[Work to complete] Will you extract the entries word for word? Images should not appear in the copy.

________________________

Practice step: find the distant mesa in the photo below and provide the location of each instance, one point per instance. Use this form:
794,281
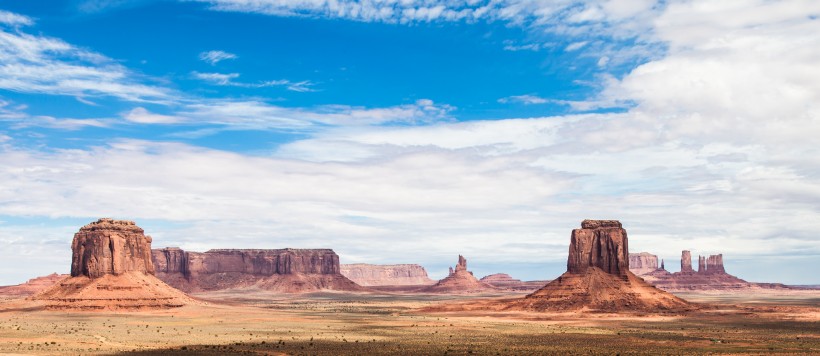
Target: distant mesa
460,280
111,268
598,277
505,281
642,263
280,270
386,275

________________________

[Solution for this exercise]
Practice step: find the distant mesa in the photo below and provide the location of each instance, one point per instance. Use this form:
794,281
Target: distant mesa
460,280
111,268
598,277
505,281
642,263
280,270
386,275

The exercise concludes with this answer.